# A Bayesian Optimization Framework for Analog Circuits Optimization

Shady A. Abdelaal\*, Ahmed Hussein\*, and Hassan Mostafa\*<sup>†</sup>

\*Electronics and Communications Engineering Department, Cairo University, Giza 12613, Egypt

<sup>†</sup>University of Science and technology, Nanotechnology and Nanoelectronics Program, Zewail City

of Science and Technology, Giza 12578, Egypt

Email: shady.a.abdelaal@gmail.com, ahmed.hussien60@gmail.com, and hmostafa@uwaterloo.ca

Abstract—The growing complexity of analog circuits poses challenging constraints on analog simulation tools. Simulation based optimization approaches have gained a lot of interest to cut down the analog circuit design time and complexity. One of these approaches is the Bayesian optimization (BO) approach, which represents the analog circuit as a black box function, and incorporates optimization goal and constraints aiming to reach the optimum design parameters with the least possible simulation iterations. In this paper, a BO approach for automated sizing of analog circuits is discussed. The proposed approach uses Gaussian Process (GP) as a surrogate model and utilizes SOBOL sampling. The proposed algorithm is validated on a two-stage op amp benchmark circuit and compared to the literature work.

Index Terms—Bayesian optimization, Analog circuits optimization.

## I. INTRODUCTION

Challenges in analog circuit design are continuously increasing with the emerging new technology nodes, the growth in operational speed, and the increasing complexity of electronics systems. This results in making manual analog circuit design a very challenging and time consuming process. On the other hand, the demand for high performance and low power designs have been increasing. Which in turn, increases the need for faster and smarter analog circuit design techniques and tools with more degrees of automation. As a result, automated analog circuit design tools attracted the interest of industry as well as academia.

- _EXTRACTED RECORDS_
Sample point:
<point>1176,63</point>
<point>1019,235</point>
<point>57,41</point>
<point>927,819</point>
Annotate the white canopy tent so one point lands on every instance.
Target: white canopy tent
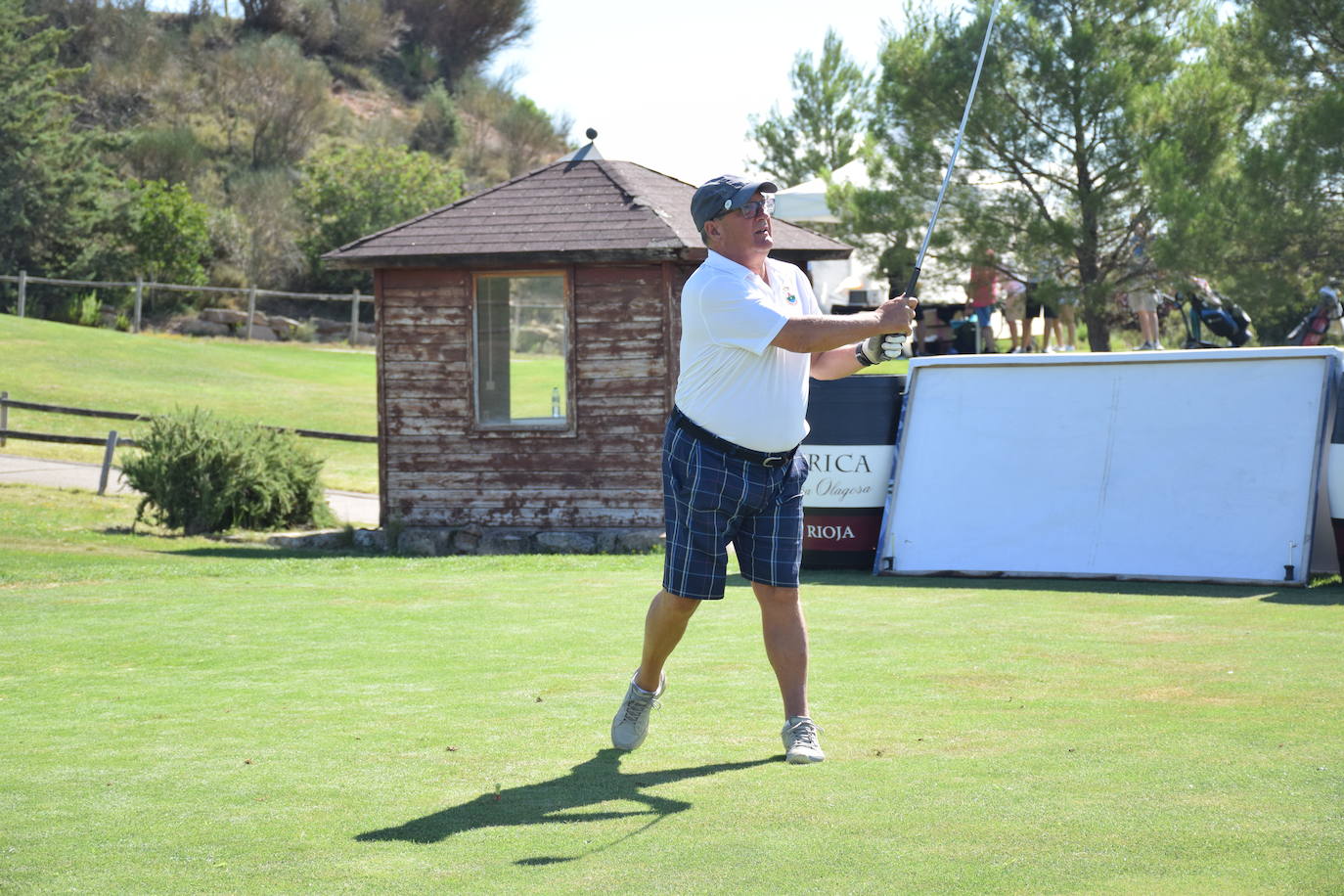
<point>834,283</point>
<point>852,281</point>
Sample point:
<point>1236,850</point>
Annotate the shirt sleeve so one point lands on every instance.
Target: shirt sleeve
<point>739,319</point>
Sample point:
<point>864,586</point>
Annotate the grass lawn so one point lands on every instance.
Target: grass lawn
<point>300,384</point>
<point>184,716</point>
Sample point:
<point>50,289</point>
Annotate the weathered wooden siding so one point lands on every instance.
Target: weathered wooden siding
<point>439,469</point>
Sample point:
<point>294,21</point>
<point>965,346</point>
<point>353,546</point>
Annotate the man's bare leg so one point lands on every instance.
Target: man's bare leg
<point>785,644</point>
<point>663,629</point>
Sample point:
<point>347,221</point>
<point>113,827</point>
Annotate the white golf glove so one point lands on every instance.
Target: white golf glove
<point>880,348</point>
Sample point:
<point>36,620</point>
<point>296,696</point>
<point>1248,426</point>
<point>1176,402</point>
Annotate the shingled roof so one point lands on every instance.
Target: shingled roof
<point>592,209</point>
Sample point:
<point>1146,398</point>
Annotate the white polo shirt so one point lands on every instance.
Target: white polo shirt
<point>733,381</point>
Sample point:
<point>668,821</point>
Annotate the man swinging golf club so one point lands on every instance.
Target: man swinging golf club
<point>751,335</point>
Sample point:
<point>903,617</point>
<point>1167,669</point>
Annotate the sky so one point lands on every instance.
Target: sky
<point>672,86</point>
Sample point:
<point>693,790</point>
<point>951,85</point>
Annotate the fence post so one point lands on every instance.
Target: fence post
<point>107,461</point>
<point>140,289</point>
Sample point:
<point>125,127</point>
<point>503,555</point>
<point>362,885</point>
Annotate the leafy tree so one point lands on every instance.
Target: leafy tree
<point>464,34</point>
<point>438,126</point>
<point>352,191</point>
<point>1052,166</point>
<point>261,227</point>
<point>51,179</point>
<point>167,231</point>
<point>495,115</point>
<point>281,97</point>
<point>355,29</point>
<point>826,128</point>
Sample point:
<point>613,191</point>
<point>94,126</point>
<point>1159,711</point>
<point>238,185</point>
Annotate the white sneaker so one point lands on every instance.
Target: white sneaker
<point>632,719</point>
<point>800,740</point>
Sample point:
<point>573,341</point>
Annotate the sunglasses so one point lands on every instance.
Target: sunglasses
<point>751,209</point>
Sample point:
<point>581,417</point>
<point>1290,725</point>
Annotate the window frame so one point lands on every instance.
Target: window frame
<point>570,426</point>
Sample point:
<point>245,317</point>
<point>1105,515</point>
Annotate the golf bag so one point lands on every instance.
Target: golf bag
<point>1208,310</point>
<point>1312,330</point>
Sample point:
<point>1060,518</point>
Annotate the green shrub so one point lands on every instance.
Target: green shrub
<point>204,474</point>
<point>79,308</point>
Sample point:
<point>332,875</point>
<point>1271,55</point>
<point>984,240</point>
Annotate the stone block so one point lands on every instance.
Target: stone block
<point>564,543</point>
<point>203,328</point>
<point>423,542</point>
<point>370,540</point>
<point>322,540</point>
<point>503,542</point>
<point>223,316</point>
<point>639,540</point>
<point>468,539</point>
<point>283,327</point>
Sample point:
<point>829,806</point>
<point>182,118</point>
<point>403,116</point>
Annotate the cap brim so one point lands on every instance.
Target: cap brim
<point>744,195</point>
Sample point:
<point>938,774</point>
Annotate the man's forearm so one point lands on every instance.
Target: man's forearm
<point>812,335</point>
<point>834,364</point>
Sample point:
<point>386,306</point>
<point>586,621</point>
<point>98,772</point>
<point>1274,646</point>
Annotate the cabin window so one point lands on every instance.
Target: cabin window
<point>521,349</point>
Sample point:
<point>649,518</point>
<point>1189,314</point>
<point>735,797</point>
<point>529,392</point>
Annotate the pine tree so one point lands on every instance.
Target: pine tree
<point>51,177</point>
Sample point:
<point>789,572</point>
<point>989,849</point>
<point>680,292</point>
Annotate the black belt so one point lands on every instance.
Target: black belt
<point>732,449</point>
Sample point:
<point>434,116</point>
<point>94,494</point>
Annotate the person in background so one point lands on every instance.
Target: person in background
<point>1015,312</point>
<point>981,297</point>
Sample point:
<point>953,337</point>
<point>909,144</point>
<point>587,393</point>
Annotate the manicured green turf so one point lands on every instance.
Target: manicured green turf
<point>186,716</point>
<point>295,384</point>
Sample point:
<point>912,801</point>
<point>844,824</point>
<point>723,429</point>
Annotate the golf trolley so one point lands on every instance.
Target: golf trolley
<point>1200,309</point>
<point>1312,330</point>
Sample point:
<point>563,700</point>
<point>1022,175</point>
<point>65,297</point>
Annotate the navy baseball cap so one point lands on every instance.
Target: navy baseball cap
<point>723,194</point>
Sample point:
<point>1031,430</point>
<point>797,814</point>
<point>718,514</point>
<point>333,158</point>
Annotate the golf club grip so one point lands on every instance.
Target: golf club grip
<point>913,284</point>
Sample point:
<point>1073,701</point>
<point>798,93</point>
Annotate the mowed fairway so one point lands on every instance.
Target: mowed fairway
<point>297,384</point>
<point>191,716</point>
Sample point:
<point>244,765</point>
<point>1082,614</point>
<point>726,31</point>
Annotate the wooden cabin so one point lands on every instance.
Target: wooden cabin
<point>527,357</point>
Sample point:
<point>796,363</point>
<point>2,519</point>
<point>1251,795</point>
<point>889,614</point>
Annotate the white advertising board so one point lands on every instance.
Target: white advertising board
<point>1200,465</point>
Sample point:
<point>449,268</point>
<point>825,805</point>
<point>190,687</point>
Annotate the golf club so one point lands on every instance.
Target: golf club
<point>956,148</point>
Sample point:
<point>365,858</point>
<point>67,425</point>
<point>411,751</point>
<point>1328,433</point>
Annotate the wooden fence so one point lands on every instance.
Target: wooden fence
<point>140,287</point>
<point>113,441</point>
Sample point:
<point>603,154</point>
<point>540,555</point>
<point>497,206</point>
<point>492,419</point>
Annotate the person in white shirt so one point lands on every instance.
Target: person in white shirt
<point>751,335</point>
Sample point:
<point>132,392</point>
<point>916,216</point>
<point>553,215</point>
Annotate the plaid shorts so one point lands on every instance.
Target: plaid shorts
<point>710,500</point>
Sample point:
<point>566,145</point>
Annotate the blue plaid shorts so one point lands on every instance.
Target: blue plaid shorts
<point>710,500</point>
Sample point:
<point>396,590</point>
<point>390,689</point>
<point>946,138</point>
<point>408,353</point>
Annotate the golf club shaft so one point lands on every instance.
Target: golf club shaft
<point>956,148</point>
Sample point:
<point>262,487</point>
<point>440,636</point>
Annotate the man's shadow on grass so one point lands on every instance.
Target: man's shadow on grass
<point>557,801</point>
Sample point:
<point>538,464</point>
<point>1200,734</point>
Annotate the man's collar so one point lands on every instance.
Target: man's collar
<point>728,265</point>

- _REQUIRED ACTIONS_
1 - What surrogate model does the approach proposed in the paper use?
2 - Reproduce the stretch of the paper from "Abstract—The growing complexity" through "Analog circuits optimization.", copying it word for word.

- _ANSWERS BELOW_
1 - Gaussian Process (GP)

2 -
Abstract—The growing complexity of analog circuits poses challenging constraints on analog simulation tools. Simulation based optimization approaches have gained a lot of interest to cut down the analog circuit design time and complexity. One of these approaches is the Bayesian optimization (BO) approach, which represents the analog circuit as a black box function, and incorporates optimization goal and constraints aiming to reach the optimum design parameters with the least possible simulation iterations. In this paper, a BO approach for automated sizing of analog circuits is discussed. The proposed approach uses Gaussian Process (GP) as a surrogate model and utilizes SOBOL sampling. The proposed algorithm is validated on a two-stage op amp benchmark circuit and compared to the literature work.

Index Terms—Bayesian optimization, Analog circuits optimization.